== Stored rows

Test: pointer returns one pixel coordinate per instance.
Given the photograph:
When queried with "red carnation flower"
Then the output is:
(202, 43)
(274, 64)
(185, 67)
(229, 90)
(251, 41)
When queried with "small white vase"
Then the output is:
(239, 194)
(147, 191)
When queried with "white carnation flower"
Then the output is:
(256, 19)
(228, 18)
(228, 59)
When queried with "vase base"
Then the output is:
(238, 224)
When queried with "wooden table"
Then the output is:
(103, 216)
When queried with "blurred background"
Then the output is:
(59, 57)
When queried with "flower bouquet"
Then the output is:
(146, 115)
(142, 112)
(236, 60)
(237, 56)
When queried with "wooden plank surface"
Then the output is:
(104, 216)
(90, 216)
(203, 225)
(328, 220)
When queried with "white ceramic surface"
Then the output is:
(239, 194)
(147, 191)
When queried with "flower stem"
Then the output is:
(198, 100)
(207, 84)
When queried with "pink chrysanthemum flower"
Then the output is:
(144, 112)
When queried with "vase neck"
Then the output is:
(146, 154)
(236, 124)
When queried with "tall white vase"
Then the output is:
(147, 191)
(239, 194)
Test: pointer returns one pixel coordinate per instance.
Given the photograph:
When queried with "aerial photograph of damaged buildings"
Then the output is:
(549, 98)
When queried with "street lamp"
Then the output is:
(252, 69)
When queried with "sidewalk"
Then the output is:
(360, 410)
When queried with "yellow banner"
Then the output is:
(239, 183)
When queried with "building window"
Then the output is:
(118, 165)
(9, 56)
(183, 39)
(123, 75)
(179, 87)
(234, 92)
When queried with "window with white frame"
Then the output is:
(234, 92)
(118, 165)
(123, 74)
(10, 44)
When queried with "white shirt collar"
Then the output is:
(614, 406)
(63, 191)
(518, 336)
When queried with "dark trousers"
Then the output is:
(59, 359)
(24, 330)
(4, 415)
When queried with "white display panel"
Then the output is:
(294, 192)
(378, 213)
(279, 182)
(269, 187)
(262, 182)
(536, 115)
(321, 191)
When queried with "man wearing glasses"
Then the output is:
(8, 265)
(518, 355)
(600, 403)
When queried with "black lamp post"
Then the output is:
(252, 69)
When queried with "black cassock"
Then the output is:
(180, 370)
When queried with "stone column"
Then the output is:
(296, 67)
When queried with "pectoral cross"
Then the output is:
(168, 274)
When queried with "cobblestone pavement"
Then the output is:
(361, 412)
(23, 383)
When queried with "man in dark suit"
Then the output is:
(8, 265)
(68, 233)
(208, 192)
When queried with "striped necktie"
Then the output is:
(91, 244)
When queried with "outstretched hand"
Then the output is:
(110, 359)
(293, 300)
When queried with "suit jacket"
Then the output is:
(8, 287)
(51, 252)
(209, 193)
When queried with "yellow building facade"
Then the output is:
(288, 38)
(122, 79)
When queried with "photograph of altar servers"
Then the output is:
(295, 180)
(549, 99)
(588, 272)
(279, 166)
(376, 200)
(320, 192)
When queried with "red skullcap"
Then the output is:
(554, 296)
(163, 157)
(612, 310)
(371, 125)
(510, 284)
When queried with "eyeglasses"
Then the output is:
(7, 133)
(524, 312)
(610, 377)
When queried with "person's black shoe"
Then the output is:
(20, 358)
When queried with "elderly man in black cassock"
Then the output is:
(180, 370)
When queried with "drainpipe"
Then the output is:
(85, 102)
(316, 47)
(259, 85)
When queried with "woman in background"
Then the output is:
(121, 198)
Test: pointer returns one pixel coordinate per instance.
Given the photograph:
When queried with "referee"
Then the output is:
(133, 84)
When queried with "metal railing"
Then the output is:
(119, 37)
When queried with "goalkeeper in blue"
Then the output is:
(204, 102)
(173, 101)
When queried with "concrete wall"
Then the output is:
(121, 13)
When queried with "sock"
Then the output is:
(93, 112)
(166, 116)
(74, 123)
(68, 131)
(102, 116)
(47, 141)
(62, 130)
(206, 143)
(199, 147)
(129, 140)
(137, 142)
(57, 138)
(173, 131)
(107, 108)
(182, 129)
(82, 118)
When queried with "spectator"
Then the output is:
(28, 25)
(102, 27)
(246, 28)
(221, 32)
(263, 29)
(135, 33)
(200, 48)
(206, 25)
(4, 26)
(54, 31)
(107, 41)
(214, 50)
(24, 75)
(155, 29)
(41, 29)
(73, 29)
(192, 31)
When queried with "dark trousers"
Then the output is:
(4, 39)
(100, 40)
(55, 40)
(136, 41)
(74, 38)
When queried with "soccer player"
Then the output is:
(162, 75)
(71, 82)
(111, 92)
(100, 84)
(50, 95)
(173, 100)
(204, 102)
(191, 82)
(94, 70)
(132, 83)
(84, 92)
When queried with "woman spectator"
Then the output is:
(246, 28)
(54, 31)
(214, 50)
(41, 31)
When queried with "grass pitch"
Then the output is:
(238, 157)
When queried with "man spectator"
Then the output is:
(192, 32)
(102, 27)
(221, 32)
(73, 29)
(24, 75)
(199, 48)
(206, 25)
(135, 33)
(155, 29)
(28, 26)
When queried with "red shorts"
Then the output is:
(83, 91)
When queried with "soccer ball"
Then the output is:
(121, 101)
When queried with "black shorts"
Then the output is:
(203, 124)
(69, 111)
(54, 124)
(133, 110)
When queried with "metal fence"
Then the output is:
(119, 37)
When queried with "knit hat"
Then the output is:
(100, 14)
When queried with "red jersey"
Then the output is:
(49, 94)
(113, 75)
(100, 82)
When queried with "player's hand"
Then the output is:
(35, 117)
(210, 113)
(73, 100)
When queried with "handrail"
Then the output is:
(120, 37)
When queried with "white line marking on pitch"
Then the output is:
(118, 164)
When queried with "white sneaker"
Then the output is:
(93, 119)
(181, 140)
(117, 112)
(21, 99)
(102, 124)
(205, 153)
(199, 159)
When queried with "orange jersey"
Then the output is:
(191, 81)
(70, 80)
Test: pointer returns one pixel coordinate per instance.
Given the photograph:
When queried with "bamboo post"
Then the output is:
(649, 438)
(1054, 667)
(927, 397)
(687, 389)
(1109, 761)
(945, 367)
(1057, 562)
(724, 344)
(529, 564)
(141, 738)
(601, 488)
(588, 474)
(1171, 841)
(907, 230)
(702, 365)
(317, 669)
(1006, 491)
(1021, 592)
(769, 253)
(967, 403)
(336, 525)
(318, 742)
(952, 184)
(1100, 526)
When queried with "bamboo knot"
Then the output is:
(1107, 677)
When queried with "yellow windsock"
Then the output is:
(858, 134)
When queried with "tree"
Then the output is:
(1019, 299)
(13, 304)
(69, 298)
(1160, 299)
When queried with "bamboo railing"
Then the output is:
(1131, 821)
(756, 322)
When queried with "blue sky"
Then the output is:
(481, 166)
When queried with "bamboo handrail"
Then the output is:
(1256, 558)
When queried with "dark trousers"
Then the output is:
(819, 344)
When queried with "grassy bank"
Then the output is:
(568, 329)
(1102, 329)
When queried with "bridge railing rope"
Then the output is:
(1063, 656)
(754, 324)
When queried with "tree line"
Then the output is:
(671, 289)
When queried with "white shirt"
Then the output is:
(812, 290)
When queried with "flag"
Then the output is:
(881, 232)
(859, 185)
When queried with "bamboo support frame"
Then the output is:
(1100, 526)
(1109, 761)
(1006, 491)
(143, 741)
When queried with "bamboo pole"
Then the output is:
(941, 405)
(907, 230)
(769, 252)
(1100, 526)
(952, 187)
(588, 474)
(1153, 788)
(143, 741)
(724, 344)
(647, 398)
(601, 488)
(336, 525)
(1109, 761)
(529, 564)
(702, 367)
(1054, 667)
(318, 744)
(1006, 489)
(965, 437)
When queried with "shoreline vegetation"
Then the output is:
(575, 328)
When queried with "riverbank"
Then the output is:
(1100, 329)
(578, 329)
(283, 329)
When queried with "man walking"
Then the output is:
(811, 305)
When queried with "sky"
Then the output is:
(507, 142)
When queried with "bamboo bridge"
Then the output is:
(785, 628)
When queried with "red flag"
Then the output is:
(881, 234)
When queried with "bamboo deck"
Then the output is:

====

Task objective —
Find every line in the items above that contains the word "shirt", matching case exactly, and copy each of those lines in full.

The response —
When queried with "white shirt collar"
When queried with "white shirt"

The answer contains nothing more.